--- DATA PROVIDED ---

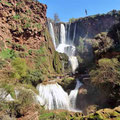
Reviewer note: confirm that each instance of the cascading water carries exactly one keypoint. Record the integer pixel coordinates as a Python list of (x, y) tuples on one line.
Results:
[(52, 96), (73, 96), (62, 34), (67, 48), (51, 30)]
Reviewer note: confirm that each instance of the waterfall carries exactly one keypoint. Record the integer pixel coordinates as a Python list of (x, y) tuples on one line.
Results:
[(74, 34), (73, 96), (51, 30), (62, 34), (52, 96), (67, 48)]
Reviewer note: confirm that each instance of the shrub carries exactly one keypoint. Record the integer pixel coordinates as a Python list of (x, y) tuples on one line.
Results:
[(33, 77), (20, 68), (72, 20), (2, 63), (107, 71), (8, 88), (16, 17), (7, 54)]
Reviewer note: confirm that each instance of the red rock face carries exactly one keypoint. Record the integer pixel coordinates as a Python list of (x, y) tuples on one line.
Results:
[(22, 22)]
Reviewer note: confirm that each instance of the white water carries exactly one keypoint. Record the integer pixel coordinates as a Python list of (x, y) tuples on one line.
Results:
[(73, 96), (51, 30), (67, 48), (74, 33), (62, 34), (52, 96)]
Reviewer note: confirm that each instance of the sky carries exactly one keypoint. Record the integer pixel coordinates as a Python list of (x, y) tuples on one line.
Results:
[(67, 9)]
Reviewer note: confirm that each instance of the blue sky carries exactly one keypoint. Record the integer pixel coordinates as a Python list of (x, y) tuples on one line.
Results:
[(67, 9)]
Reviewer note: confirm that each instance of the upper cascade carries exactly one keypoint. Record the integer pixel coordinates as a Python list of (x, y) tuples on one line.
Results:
[(62, 34), (66, 46), (52, 96), (51, 30)]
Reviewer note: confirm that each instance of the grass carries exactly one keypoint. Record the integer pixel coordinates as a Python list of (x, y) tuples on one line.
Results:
[(7, 54)]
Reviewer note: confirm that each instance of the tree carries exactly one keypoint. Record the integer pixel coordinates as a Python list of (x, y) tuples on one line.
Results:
[(56, 18)]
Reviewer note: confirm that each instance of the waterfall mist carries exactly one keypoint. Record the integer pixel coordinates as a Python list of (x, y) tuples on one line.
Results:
[(52, 96)]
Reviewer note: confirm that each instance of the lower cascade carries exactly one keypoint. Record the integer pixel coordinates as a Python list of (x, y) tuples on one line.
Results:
[(52, 96)]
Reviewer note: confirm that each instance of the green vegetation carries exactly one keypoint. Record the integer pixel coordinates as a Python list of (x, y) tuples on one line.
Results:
[(8, 4), (33, 77), (9, 88), (16, 17), (72, 20), (7, 54), (107, 71)]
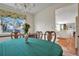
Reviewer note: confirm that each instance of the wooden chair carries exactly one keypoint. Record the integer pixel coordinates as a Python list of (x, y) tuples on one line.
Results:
[(50, 35), (39, 34)]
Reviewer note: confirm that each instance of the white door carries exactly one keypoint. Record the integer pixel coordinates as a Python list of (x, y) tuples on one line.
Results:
[(77, 35)]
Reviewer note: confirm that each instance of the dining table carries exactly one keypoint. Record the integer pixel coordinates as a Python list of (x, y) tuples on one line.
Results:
[(34, 47)]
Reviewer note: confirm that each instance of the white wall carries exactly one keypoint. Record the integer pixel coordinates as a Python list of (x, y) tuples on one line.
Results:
[(67, 14), (45, 20), (30, 20)]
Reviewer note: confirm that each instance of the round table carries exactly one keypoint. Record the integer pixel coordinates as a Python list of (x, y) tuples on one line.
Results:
[(35, 47)]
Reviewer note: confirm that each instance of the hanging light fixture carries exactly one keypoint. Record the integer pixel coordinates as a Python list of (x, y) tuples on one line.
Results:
[(25, 6)]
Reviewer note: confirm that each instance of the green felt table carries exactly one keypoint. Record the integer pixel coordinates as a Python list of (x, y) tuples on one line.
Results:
[(35, 47)]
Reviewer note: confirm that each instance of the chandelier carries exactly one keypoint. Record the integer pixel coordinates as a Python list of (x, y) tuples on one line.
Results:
[(25, 6)]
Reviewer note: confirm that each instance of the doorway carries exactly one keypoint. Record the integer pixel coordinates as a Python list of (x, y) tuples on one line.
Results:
[(66, 28)]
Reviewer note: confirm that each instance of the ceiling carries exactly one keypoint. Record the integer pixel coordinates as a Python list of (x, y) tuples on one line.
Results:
[(32, 8), (67, 14)]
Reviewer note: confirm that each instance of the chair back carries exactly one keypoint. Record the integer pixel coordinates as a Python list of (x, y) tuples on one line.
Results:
[(50, 35), (39, 34)]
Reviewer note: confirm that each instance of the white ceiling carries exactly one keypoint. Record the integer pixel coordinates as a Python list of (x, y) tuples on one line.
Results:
[(34, 9), (67, 14)]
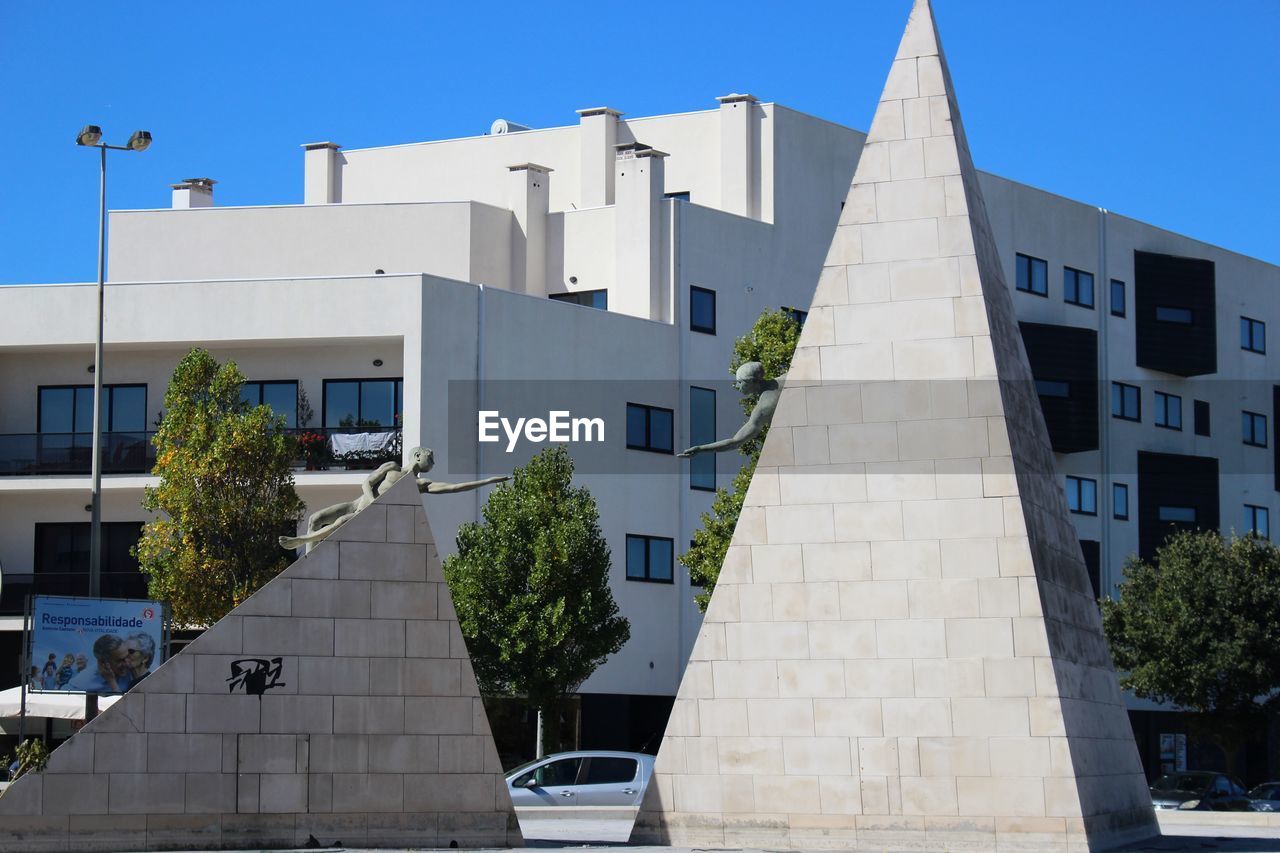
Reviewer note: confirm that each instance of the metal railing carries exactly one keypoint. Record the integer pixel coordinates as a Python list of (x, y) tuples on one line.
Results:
[(32, 454), (72, 452)]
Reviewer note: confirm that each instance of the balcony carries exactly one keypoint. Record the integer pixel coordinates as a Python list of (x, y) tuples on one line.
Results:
[(17, 587), (69, 454), (26, 454)]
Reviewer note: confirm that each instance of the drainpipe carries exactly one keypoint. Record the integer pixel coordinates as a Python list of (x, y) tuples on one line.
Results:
[(1104, 305)]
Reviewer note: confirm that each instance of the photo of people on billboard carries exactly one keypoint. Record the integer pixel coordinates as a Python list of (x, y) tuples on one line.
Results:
[(94, 644)]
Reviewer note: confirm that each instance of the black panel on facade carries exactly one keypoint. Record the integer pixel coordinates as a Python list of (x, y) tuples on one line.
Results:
[(1174, 310), (1092, 552), (1065, 357), (1174, 493)]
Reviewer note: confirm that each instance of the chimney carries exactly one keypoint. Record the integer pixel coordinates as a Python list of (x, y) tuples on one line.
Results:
[(193, 192), (321, 169), (597, 135), (530, 190), (638, 245), (737, 155)]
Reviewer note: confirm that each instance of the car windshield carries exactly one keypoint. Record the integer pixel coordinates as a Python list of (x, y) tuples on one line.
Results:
[(1182, 781)]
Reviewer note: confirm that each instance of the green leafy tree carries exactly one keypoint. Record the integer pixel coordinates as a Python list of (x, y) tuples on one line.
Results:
[(772, 341), (225, 495), (1200, 628), (530, 584)]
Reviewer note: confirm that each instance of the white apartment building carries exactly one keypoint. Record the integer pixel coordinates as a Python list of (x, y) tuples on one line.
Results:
[(410, 290)]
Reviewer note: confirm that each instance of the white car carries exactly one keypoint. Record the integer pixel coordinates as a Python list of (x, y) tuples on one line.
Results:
[(589, 778)]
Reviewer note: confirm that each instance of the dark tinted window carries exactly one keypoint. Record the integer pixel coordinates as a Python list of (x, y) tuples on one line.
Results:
[(702, 310), (606, 771)]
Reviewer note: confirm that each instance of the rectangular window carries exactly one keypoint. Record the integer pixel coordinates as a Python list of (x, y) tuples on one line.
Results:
[(1120, 501), (1077, 287), (280, 396), (588, 299), (364, 402), (1176, 514), (1173, 314), (1255, 428), (702, 430), (1052, 388), (1257, 520), (1118, 305), (1125, 401), (796, 314), (650, 559), (1082, 496), (1169, 411), (1200, 413), (649, 428), (69, 409), (702, 310), (1253, 334), (1032, 276)]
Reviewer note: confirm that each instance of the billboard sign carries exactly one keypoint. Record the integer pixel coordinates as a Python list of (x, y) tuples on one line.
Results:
[(94, 644)]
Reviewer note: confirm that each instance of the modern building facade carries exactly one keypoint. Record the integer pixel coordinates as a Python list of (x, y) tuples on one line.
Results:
[(604, 268)]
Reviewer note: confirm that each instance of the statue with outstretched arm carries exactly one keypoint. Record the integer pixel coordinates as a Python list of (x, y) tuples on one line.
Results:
[(750, 381), (421, 460)]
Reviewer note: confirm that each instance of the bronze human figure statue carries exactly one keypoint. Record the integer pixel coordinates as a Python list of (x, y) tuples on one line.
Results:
[(750, 381), (421, 460)]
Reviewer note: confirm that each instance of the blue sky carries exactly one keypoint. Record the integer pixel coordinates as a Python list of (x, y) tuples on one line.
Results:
[(1165, 110)]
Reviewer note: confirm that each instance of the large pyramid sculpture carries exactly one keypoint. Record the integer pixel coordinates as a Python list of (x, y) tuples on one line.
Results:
[(903, 648), (373, 735)]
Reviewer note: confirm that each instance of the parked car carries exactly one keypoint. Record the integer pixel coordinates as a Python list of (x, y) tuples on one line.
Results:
[(1200, 789), (1265, 798), (581, 779)]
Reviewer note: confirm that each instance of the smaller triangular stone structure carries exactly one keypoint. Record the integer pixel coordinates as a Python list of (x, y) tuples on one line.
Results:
[(903, 649), (373, 734)]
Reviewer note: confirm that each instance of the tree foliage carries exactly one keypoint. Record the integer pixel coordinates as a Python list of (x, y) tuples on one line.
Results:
[(530, 584), (772, 341), (225, 495), (1201, 626)]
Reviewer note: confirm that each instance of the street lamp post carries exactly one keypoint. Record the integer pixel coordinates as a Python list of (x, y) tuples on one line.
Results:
[(91, 136)]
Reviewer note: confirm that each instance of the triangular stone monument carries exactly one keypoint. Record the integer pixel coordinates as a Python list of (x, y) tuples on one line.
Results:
[(903, 648), (362, 726)]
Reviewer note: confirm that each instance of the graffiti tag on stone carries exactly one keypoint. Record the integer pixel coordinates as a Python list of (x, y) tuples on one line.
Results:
[(255, 675)]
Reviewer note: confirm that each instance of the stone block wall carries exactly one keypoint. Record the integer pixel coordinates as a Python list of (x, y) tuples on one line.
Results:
[(338, 703)]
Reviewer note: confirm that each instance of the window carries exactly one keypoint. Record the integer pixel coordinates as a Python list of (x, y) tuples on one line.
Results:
[(1082, 496), (589, 299), (1171, 314), (1052, 388), (649, 428), (1255, 428), (649, 559), (1176, 514), (1257, 520), (1120, 501), (69, 409), (1125, 401), (1253, 334), (702, 310), (1169, 410), (1118, 306), (280, 396), (362, 402), (1032, 276), (1077, 287), (1200, 413), (62, 560), (702, 429)]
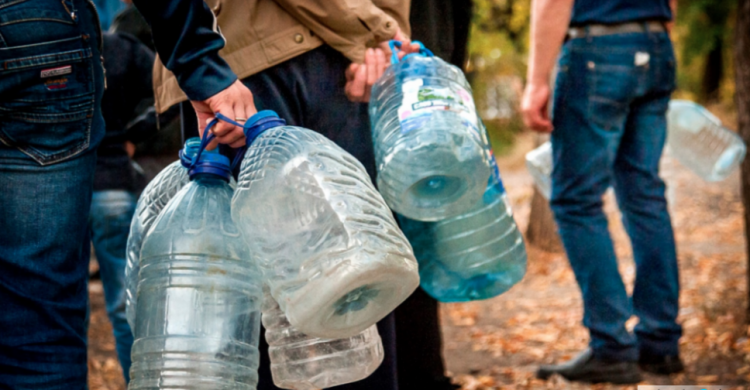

---

TASK GOAL> Can you swap "dark tinted window" for "tinted glass window" in the part of the material that opens with the line containing "Reviewer note: confirm that each instance of the dark" and closes with the line containing "[(702, 310), (606, 771)]", keeping everything else the same and returning only that part?

COMPLETED EXERCISE>
Reviewer note: confirm that each instance of the tinted glass window carries exactly one keypoint. Record the integer pixel coordinates as a Python list of (x, y) tuples on one line.
Results:
[(702, 310), (606, 771)]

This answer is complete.